- **抜粋**:
══════

八月の狂詩曲('91)   「戦時の悲劇」と「牧歌的な平和」が架橋する  黒澤明

 


1  「戦争が終わってもう45年も経つとに、ピカはまだ戦争ば止めとらん。まだ人殺しば続けよる。ばってん、みんな戦争のせいたい」
 

 

 

「なんだか、おかしな夏でした。その夏休みには、奇妙な出来事ばかり起こりました」(たみのモノローグ)

 

長崎の山村に住む祖母・鉦(かね)の元に、4人の孫たちが泊まりに来ていた。

 

縦男(たてお/良江の息子)が調子の外れたオルガンを弾き、絶対に調律して直してみせると言うと、たみ(忠雄の娘)が無理だと茶化す。

 

ハワイから届いた忠雄のエアメールをたみから渡された縦男は、鉦とみな子(良江の娘)、信次郎(忠雄の息子)らが集まる居間へ行き、読んで聞かせるのである。 

左から縦男、みな子、鉦、たみ、信次郎



その手紙には、ハワイで農園を営む鉦の兄・錫二郎(すずじろう)が重い病に罹患し、鉦が嫌だというので代わりに会いに行った息子の忠雄と娘の良江が、アメリカ人と結婚した錫二郎の家族から歓待される様子が書かれていたが、錫二郎は妹の鉦に会いたがっており、夏休み期間の孫たちがハワイに連れて来てくれないかとの要望に応えて、鉦が考え直して欲しいという内容だった。

══════

- **リスト**:
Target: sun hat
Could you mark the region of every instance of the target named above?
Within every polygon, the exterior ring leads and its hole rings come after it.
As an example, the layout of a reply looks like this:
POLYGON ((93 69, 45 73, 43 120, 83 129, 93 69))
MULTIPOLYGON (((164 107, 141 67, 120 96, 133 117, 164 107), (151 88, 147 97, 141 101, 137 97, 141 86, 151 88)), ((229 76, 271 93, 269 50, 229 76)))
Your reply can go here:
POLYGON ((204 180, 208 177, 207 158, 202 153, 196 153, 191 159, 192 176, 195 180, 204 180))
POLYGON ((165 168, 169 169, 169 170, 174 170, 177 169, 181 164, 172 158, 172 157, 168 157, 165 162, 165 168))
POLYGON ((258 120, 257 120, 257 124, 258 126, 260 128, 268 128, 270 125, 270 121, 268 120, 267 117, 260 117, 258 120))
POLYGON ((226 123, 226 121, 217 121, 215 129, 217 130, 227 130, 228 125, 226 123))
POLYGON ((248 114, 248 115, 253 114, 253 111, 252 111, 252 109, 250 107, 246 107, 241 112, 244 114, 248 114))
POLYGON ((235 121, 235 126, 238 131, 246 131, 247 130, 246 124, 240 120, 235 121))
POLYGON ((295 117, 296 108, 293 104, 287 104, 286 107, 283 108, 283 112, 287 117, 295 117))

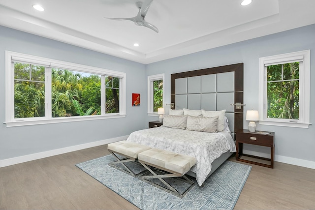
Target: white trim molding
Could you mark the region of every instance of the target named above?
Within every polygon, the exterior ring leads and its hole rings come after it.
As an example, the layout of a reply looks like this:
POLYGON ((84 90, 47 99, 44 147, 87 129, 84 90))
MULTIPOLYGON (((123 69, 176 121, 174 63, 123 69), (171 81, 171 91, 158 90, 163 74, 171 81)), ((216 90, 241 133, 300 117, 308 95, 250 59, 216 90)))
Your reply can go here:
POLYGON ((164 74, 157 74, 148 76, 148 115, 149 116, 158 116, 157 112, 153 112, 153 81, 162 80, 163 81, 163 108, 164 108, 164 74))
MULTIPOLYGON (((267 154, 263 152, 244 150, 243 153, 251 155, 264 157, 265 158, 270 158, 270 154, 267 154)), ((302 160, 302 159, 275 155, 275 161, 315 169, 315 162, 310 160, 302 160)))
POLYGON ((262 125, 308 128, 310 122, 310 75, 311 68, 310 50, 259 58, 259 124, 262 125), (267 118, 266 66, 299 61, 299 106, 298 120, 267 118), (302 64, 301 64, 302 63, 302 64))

══════

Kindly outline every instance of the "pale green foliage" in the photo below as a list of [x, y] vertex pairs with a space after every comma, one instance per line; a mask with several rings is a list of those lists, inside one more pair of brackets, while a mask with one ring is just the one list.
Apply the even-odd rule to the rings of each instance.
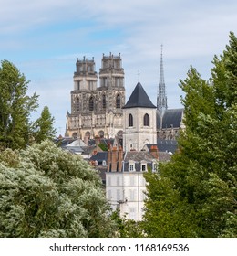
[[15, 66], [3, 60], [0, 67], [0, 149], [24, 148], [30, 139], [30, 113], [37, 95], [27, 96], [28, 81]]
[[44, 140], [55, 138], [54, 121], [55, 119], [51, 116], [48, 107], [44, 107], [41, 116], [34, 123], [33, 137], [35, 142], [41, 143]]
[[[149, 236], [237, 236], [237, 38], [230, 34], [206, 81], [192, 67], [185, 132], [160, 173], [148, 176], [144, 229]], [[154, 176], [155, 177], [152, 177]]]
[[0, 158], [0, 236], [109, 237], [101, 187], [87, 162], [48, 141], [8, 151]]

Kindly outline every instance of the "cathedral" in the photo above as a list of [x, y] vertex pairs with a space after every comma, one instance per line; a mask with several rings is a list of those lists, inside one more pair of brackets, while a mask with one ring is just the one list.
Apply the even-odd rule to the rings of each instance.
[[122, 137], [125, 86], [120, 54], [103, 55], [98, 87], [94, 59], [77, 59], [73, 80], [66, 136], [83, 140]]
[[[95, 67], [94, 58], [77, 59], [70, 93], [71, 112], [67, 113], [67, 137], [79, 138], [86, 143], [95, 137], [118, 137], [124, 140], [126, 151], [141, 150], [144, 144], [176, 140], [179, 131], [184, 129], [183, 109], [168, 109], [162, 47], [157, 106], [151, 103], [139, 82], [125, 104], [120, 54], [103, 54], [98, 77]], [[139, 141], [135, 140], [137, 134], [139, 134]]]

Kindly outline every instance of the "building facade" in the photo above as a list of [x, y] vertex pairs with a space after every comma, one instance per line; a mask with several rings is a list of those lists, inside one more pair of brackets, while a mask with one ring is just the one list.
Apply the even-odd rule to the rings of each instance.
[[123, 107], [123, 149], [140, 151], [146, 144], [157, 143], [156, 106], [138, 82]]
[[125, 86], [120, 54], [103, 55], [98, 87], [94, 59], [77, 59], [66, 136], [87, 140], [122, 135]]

══════

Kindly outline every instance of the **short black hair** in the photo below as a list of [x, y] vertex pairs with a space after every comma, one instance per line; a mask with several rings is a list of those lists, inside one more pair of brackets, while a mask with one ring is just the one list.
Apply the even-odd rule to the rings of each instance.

══════

- **設問 A**: 『八月の狂詩曲』の抜粋によれば、ハワイで農園を営んでいるのは誰ですか。
- **設問 B**:
次の(i)〜(iii)の記述が『八月の狂詩曲』の抜粋の内容と合っているかどうかを答えてください。判断の決め手となる抜粋中の語句もそのまま引用してください。
(i) 祖母の鉦は長崎の山村に住んでいる。
(ii) 調子の外れたオルガンを弾いたのはたみである。
(iii) 忠雄のエアメールはハワイから届いた。
- **設問 C**: 『八月の狂詩曲』の抜粋を、最後の文の後から続けて書いてください。

- **解答 A**: 鉦の兄の錫二郎です。

- **解答 B**:
(i) はい。「長崎の山村に住む祖母・鉦(かね)の元に」とあります。
(ii) いいえ。「縦男(たてお/良江の息子)が調子の外れたオルガンを弾き」とあります。
(iii) はい。「ハワイから届いた忠雄のエアメール」とあります。

- **解答 C**:
 

錫二郎の息子のクラークからも、父が死ぬ前に会って欲しいとカタカナで書いた手紙が添えられており、孫たちも鉦のハワイ行きを期待含みで説得しようとするが、十何人の兄弟の1人である錫二郎のことを覚えておらず、何かの間違いだと言い張り、埒が明かない。 


必死に思い出そうとする鉦


何かの間違いだと言い張る鉦


「簾(すだれ)のかかった石頭」(信次郎)と言って、お祖母ちゃんを笑う孫たち



その鉦の作る食事は孫たちの口に合わず、たみが作ることを提案し、長崎に買い出しに行くことになった。 


縦男は、鉦のハワイ行きを説得すると言って家に残った。

 

丘の上から長崎市内を見下ろしながら、たみがみな子と信次郎に語りかける。

 

「このキレイな長崎の町の下には、一発の原子爆弾で消えてしまった、もう一つの長崎があるのよ」


「お祖父ちゃんは、その長崎の原爆で死んだんだろ?」と信次郎。

「そう」

「お祖母ちゃんは、どうして助かったの?」

「家にいたからよ。あそこは爆心地から8キロも離れた山の影だから」

「でも、あの頭、原爆でやられたんだって言ってたよ」

「お祖母ちゃんはあの日、お祖父ちゃんを探しにこの長崎まで来たからよ。お祖父ちゃんが勤めていた学校、爆心地の近くなの」


「それで、お祖父ちゃん、見つかったの?」

「学校は潰れて燃えて、焼け爛れた死体がいっぱいで、どれがお祖父ちゃんか、とうとう分からなかったの」

 

そこから3人は、祖父が勤めていた学校を訪れた。

 

「お祖母ちゃんはここの先生だったのよ。お祖父ちゃんと結婚して辞めたの」

「運がよかったね」

「どうかしらね…お祖父ちゃんが亡くなった時、あたしたちのお父さんはまだ赤ん坊。みなちゃんのお母さんは、お祖母ちゃんのお腹にいたのよ。一人残されて、大変だったに違いないわ」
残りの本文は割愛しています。